• **MATERIAL**:
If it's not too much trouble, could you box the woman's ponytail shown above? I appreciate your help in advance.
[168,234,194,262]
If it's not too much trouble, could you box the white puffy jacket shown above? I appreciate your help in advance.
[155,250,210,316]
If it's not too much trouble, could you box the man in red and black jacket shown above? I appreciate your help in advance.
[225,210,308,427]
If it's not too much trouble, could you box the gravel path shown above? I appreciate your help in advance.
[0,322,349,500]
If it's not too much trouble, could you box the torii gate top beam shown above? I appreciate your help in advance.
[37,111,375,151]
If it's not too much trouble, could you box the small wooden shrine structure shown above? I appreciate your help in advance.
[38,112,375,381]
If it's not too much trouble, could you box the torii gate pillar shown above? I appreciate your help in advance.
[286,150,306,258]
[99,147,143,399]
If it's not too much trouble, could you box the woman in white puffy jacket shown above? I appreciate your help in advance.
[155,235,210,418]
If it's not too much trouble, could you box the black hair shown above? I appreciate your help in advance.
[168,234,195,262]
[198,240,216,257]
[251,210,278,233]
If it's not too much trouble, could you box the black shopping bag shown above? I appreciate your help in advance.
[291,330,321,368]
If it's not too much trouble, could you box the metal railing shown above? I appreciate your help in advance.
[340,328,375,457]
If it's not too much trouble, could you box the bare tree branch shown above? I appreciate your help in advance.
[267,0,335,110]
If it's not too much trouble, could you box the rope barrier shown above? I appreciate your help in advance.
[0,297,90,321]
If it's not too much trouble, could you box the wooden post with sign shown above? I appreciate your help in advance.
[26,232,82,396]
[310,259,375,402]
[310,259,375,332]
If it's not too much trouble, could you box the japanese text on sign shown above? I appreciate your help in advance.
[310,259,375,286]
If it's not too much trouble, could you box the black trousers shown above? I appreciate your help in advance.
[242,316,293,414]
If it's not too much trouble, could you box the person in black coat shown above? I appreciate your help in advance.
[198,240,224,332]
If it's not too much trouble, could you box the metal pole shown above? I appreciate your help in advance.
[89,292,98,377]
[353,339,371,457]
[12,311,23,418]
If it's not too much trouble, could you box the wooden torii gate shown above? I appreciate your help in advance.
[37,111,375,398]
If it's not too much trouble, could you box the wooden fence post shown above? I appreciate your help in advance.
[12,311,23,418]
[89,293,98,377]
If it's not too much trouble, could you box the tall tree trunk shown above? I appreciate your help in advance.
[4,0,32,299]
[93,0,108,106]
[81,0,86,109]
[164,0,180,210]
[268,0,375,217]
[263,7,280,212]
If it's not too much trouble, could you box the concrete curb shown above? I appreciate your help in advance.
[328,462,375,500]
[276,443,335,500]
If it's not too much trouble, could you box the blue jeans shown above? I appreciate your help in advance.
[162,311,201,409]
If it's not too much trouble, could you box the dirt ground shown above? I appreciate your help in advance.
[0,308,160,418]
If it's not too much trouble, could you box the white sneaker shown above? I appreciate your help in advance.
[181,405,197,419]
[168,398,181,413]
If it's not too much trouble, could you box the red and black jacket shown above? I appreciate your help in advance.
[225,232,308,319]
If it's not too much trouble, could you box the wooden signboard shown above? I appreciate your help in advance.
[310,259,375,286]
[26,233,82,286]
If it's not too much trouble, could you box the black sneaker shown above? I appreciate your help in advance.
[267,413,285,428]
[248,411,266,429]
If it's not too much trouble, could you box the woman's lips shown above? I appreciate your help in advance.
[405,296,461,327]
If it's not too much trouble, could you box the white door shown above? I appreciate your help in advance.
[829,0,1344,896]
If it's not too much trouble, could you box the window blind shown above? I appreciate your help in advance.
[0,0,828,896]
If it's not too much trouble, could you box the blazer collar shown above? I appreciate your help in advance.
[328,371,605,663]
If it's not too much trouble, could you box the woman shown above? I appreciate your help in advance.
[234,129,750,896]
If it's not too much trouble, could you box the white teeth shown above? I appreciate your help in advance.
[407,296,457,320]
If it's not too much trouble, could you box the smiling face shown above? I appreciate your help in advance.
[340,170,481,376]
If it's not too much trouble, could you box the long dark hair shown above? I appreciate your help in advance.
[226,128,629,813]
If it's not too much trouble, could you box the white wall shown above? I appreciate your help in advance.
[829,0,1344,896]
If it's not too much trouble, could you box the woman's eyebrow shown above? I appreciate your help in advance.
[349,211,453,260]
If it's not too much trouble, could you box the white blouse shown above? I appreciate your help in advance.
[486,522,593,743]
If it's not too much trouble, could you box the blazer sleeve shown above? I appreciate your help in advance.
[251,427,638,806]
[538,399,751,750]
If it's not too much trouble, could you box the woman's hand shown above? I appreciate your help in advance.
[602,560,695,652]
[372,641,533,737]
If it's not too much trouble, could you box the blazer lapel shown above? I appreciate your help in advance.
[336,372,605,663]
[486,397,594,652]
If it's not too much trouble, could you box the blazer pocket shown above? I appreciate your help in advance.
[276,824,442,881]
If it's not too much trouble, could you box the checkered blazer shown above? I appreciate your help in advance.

• **DO THIS**:
Shift every bounding-box coordinate in the records up by 5, and write out each line again with its wording unchanged. Begin at the line that has "the white sneaker" and stop after the line that has "[26,233,82,286]"; give only those lines.

• **FINAL RESULT**:
If it's not too much trouble, could you box the white sneaker shown above? I appreciate your help in advance.
[186,410,202,424]
[173,403,186,418]
If it's not too much trouble, could you box the red and black jacket shown above? I appreciate your help in advance.
[230,237,313,324]
If it's not too much trouble, could you box the wooden signboard shown above? I appreciate your help in advance.
[315,264,380,291]
[31,238,87,291]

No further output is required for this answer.